• **STATED TASK**:
Swap "mask" for "region" throughout all of the items below, keeping every other part of the lines unchanged, and omit the pictures from your output.

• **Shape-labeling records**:
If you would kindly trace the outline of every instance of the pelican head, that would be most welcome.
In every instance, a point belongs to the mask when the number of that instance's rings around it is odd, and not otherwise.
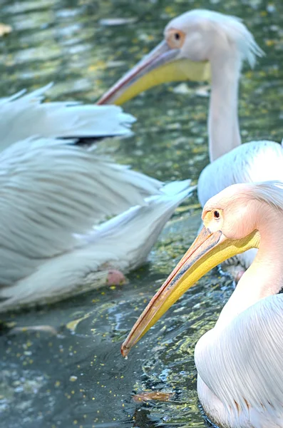
[[[262,51],[237,18],[195,9],[177,16],[166,26],[164,40],[99,100],[98,104],[123,104],[140,92],[170,81],[210,79],[213,61],[237,56],[252,66]]]
[[[230,257],[258,248],[261,240],[264,246],[263,238],[269,245],[268,229],[275,226],[278,235],[274,215],[278,209],[283,211],[282,190],[283,183],[277,182],[235,184],[207,202],[202,231],[135,324],[122,345],[124,356],[209,270]]]

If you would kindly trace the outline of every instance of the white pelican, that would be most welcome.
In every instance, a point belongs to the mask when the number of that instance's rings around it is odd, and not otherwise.
[[[56,139],[127,135],[133,118],[115,106],[41,103],[47,88],[0,100],[0,312],[138,267],[192,190],[189,180],[163,186],[75,139]]]
[[[200,174],[201,205],[237,183],[283,180],[283,149],[277,143],[241,145],[237,116],[238,85],[244,60],[251,66],[262,51],[237,18],[192,10],[173,19],[164,41],[102,97],[98,103],[122,104],[143,91],[172,81],[211,80],[208,117],[211,163]],[[255,250],[240,255],[247,268]]]
[[[212,197],[203,229],[122,345],[140,337],[196,281],[225,259],[259,248],[212,330],[197,342],[197,392],[222,428],[283,427],[283,183],[236,184]]]

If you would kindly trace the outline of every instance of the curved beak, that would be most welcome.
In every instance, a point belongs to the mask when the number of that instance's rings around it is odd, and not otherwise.
[[[182,58],[180,49],[172,49],[165,41],[158,45],[98,101],[98,104],[121,105],[141,92],[171,81],[209,80],[207,61],[195,62]]]
[[[152,298],[121,347],[123,357],[187,290],[227,258],[257,248],[260,236],[254,230],[240,240],[231,240],[221,230],[204,227],[191,247]]]

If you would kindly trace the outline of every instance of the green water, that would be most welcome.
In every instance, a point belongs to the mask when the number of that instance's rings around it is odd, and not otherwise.
[[[34,0],[1,1],[0,21],[14,31],[0,39],[0,96],[51,81],[52,100],[93,103],[161,39],[170,19],[202,7],[235,14],[265,51],[240,88],[243,141],[283,136],[283,6],[278,0]],[[109,25],[111,19],[124,24]],[[103,21],[104,20],[104,21]],[[207,98],[198,86],[153,89],[128,103],[135,135],[102,143],[118,162],[163,180],[196,180],[208,162]],[[162,102],[161,102],[162,101]],[[183,297],[125,361],[120,346],[145,303],[192,242],[199,226],[196,197],[182,205],[150,254],[123,287],[105,288],[17,315],[17,325],[58,332],[0,337],[0,418],[5,428],[205,426],[197,407],[193,350],[232,290],[217,270]],[[88,314],[72,332],[66,325]],[[132,395],[173,392],[170,402],[140,404]]]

• **RESULT OF THIS TASK**:
If you would kindly trace the outline of every instance of the pelican head, that would be most welcome.
In every instance, a point belongs to the region when the number of that instance's rings around it is odd, and not otherwise.
[[[262,51],[237,18],[195,9],[177,16],[166,26],[164,40],[99,100],[98,104],[123,104],[140,92],[170,81],[210,79],[213,61],[237,56],[252,66]]]
[[[230,257],[258,248],[261,240],[264,246],[263,238],[269,245],[268,229],[275,226],[278,235],[274,215],[278,209],[283,211],[282,190],[283,183],[277,182],[235,184],[207,202],[202,231],[135,324],[122,345],[124,356],[209,270]]]

If you would kindly trace the outline of every instance of the white pelican, that would be most welcome.
In every instance, a point belongs to the region when the number of that instance's rings around it is odd, and not otherwise.
[[[56,139],[127,135],[133,118],[115,106],[41,103],[47,88],[0,100],[0,312],[138,267],[192,190],[189,180],[163,186],[75,139]]]
[[[200,174],[201,205],[237,183],[283,180],[283,149],[277,143],[241,145],[237,116],[238,85],[244,60],[251,66],[262,51],[237,18],[192,10],[173,19],[164,41],[102,97],[98,103],[122,104],[143,91],[172,81],[211,80],[208,117],[211,163]],[[255,250],[240,255],[247,268]]]
[[[212,197],[203,229],[122,345],[140,337],[196,281],[225,259],[259,248],[212,330],[197,342],[197,392],[222,428],[283,427],[283,183],[236,184]]]

If you would kindly trace the outline of every instance of the curved beak, that would be most welcome.
In every instance, a point belongs to the region when the number of that instance's rings around it is odd, and not otherwise.
[[[182,58],[180,49],[172,49],[165,41],[158,45],[98,101],[98,104],[121,105],[141,92],[171,81],[209,80],[207,61],[195,62]]]
[[[152,298],[121,347],[123,357],[187,290],[227,258],[257,248],[260,236],[254,230],[240,240],[231,240],[221,230],[204,227],[191,247]]]

If you would kindly trace the outline of every instance of the green water, that would be most welcome.
In every instance, a point belongs to the region when the number of that instance's rings around it is odd, and not otherwise.
[[[34,0],[1,1],[0,21],[14,31],[0,39],[0,96],[51,81],[52,100],[93,103],[161,39],[170,19],[202,7],[235,14],[265,51],[240,88],[243,141],[283,136],[283,6],[278,0]],[[109,25],[111,19],[124,24]],[[103,21],[104,20],[104,21]],[[207,98],[198,86],[153,89],[128,103],[135,135],[102,143],[118,162],[163,180],[196,180],[208,162]],[[162,102],[161,102],[162,101]],[[183,297],[125,361],[120,346],[145,303],[192,242],[199,226],[196,197],[182,205],[150,254],[123,287],[105,288],[17,315],[17,325],[58,332],[0,337],[0,418],[5,428],[205,426],[197,407],[193,350],[232,290],[217,270]],[[88,314],[72,332],[66,325]],[[132,395],[173,392],[170,402],[140,404]]]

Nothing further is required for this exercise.